> Required work:
The entire listing below must be written out word for word.

> Information shown:
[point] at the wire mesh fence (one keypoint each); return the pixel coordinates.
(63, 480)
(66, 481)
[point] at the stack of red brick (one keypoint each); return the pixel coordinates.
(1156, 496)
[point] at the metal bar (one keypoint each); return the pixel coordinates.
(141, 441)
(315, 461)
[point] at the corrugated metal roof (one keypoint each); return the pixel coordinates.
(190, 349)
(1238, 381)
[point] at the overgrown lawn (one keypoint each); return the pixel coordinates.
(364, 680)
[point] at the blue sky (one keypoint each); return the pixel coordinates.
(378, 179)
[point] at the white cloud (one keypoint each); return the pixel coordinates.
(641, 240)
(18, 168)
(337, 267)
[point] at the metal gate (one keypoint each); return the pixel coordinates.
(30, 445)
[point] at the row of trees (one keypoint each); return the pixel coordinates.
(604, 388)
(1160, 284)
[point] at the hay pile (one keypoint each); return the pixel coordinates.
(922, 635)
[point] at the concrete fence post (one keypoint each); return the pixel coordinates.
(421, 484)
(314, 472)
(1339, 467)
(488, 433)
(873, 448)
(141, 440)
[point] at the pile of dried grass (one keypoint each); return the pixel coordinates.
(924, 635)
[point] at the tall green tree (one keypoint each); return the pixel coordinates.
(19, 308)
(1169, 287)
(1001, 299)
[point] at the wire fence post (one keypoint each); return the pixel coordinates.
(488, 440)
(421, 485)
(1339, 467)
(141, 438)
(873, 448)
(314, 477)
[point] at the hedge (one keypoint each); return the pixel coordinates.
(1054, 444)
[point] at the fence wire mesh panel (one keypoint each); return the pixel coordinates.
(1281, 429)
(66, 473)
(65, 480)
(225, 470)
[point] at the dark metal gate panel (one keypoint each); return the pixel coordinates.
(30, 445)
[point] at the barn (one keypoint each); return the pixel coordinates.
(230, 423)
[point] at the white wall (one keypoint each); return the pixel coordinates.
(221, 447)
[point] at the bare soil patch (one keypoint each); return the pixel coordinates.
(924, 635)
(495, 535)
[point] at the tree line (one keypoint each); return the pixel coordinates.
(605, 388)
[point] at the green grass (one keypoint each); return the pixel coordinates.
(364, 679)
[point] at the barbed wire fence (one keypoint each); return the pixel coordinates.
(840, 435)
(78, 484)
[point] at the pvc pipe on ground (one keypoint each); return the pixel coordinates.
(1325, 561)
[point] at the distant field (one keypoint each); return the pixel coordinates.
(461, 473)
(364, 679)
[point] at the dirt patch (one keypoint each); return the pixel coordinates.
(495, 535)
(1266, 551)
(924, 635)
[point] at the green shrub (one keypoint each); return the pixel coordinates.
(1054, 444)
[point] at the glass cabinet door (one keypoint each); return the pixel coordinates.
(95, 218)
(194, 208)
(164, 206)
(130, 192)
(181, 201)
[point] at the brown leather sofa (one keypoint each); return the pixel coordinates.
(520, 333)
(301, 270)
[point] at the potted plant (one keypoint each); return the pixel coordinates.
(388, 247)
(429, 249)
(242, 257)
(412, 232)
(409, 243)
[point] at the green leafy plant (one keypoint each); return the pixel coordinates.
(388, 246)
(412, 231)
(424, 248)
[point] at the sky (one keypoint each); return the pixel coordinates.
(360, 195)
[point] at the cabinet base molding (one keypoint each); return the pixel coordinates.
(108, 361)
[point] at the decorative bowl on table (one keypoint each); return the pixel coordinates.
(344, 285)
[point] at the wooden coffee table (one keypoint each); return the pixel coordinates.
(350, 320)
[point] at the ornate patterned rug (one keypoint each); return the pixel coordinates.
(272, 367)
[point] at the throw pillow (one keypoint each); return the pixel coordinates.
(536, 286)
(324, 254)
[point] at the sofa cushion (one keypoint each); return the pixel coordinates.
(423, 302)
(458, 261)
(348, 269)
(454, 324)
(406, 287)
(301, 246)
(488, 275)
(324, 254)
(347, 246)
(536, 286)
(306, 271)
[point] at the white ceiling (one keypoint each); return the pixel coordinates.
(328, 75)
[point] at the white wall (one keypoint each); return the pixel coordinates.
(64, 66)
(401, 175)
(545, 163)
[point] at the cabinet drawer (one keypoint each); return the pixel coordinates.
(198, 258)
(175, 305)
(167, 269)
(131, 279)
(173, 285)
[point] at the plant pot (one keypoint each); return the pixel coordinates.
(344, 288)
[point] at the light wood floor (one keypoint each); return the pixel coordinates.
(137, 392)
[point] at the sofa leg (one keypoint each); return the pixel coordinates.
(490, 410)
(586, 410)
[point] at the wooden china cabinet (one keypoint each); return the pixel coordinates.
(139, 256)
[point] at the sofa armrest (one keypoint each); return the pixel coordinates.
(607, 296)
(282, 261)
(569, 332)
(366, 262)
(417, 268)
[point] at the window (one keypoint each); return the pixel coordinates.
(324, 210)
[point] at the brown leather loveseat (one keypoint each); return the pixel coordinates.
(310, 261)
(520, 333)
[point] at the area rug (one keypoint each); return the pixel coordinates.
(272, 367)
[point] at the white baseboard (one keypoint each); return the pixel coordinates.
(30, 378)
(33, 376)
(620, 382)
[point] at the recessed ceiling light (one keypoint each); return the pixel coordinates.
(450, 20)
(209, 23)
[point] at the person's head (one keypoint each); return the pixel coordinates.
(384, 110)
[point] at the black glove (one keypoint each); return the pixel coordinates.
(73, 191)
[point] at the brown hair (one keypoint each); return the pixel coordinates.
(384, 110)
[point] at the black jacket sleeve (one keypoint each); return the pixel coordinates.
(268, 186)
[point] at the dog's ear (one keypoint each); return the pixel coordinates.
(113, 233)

> Task result:
[point] at the wire mesh fence (one keypoint each); return the pixel coordinates.
(63, 480)
(66, 481)
[point] at the stack of red brick (one keypoint each); return the pixel coordinates.
(1156, 496)
[point] at the metal bar (one keypoint each); return the pixel coordinates.
(141, 441)
(315, 461)
[point] at the corrugated metal roof (one keypoint each); return the pixel coordinates.
(190, 349)
(1238, 381)
[point] at the overgrown lawn (one keypoint each); return the pixel coordinates.
(364, 680)
[point] at the blue sky (one keypoint each); return the pixel coordinates.
(378, 179)
[point] at the white cloud (one keypoint each); return the pixel coordinates.
(641, 240)
(18, 168)
(337, 267)
[point] at the metal gate (one keypoint each); return the pixel coordinates.
(30, 445)
[point] at the row of trees (one keypoint each); return the pixel coordinates.
(604, 388)
(1160, 284)
[point] at the hay pile (one keypoint each); return the pixel coordinates.
(922, 635)
[point] at the concrete fence post (one keypoint each); return the pixel coordinates.
(421, 484)
(314, 472)
(1339, 467)
(488, 433)
(873, 448)
(141, 440)
[point] at the pile of dried grass (one keypoint each); return the pixel coordinates.
(924, 635)
[point] at the tall green tree (one keypoint each); return the pixel coordinates.
(19, 308)
(1169, 287)
(1001, 299)
[point] at the wire fence post (one keypoint each); return the pixel coordinates.
(488, 440)
(421, 485)
(1339, 467)
(141, 438)
(873, 448)
(314, 477)
[point] at the hedge (one keypoint each); return the pixel coordinates.
(1054, 444)
[point] at the fence wire mesh panel (one keypoint each); return the pixel coordinates.
(1281, 429)
(66, 473)
(65, 480)
(225, 470)
[point] at the dark metal gate panel (one keypoint each); return the pixel coordinates.
(30, 445)
[point] at the barn (one keypoint each); return the pixel coordinates.
(230, 423)
[point] at the white wall (one keypoint each); return the pixel coordinates.
(221, 447)
[point] at the bare soil patch (one keypoint each); return the pixel coordinates.
(924, 635)
(495, 535)
[point] at the tree line (one keypoint each); return the pixel coordinates.
(605, 388)
[point] at the green grass (one keypoint each); return the pixel coordinates.
(364, 679)
[point] at the barbed wire fence (one keypoint each); return the pixel coordinates.
(840, 435)
(78, 484)
[point] at the pvc pipe on ground (one keypoint each); return the pixel coordinates.
(1325, 561)
[point] at the distant field (one keypoint each); return the pixel coordinates.
(461, 473)
(364, 679)
[point] at the dirt patch (one keypoint each); return the pixel coordinates.
(495, 535)
(1266, 551)
(924, 635)
[point] at the green shrub (one keypoint each); return the pixel coordinates.
(1054, 444)
[point] at the glass cabinet door (one keypoint each); return the pixel coordinates.
(95, 218)
(194, 208)
(164, 206)
(130, 192)
(181, 201)
[point] at the brown leather sofa (one keypoint each); return the pixel coordinates.
(520, 333)
(301, 270)
[point] at the potted plant (one keypoint each); return the pixel coordinates.
(388, 247)
(429, 249)
(242, 257)
(412, 232)
(409, 243)
[point] at the green leafy plant (one keypoint each); return the pixel coordinates.
(388, 246)
(412, 231)
(424, 248)
[point] at the sky (one keypoint each); return the pixel coordinates.
(360, 195)
[point] at the cabinet base molding (one keypoint each); return the pixel coordinates.
(108, 361)
[point] at the decorative bowl on table (one keypoint each); return the pixel coordinates.
(344, 285)
[point] at the wooden coffee table (one keypoint each); return the pixel coordinates.
(350, 320)
[point] at the ornate patterned rug (one keypoint each); return the pixel coordinates.
(272, 367)
[point] at the throw pillow (one keypoint each); return the pixel coordinates.
(536, 286)
(324, 254)
[point] at the sofa cushion (one keypoint each); return the pixel coordinates.
(423, 302)
(458, 261)
(348, 269)
(454, 324)
(406, 287)
(301, 246)
(488, 275)
(324, 254)
(347, 246)
(536, 286)
(306, 271)
[point] at the white ceiling (one keypoint each); return the pixel coordinates.
(328, 75)
[point] at the white wall (one keypoint each); return the pixel coordinates.
(64, 66)
(401, 175)
(545, 163)
[point] at the cabinet drawer (one keypoint each); return the pixel coordinates.
(198, 258)
(175, 305)
(167, 269)
(131, 279)
(173, 285)
[point] at the plant pot (one keypoint each); return the pixel coordinates.
(344, 288)
[point] at the light wood floor (one keypoint each); return the pixel coordinates.
(137, 392)
[point] at the sofa leg (one keypoint each); return the pixel coordinates.
(490, 410)
(586, 410)
[point] at the wooden china cabinet (one keypoint each); return the pixel coordinates.
(139, 256)
[point] at the sofa armrest (one keypoint each); return the pixel coordinates.
(607, 296)
(282, 261)
(569, 332)
(366, 262)
(417, 268)
[point] at the window (one keypoint each); return the pixel coordinates.
(324, 210)
[point] at the brown leather loveseat (one keypoint each); return the pixel coordinates.
(310, 261)
(520, 333)
[point] at the area rug (one keypoint each); return the pixel coordinates.
(272, 367)
[point] at the white baseboard (one keypoint each); return the pixel coordinates.
(30, 378)
(33, 376)
(620, 382)
[point] at the recessed ceiling light (one keypoint each); return the pixel coordinates.
(450, 20)
(209, 23)
[point] at the person's head (one keypoint each); return the pixel coordinates.
(384, 110)
[point] at the black glove (one keypoint each); return the pixel coordinates.
(73, 191)
[point] at the brown hair (one keypoint each); return the pixel coordinates.
(384, 110)
[point] at the black jacket sleeve (one keypoint each); return the pixel coordinates.
(268, 186)
[point] at the dog's ear (one keypoint each); return the pixel coordinates.
(113, 233)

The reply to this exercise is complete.